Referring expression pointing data

================================

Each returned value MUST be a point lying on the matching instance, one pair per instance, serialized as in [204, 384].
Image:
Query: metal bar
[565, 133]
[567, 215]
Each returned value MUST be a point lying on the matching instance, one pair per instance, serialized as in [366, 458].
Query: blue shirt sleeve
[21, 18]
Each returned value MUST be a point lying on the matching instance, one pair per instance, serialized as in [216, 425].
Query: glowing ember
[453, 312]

================================

■ YOUR OBJECTIVE: Return each line of the data above that includes the word "instance".

■ EXERCISE OUTPUT:
Each returned value MUST be a point lying on the matching instance, one pair per instance, serialized as in [204, 384].
Each returned value MUST be a point lying on the matching instance, one pair per instance, serialized as in [366, 458].
Each returned value MUST be a point lying on the matching instance, one pair per instance, serialized as in [216, 425].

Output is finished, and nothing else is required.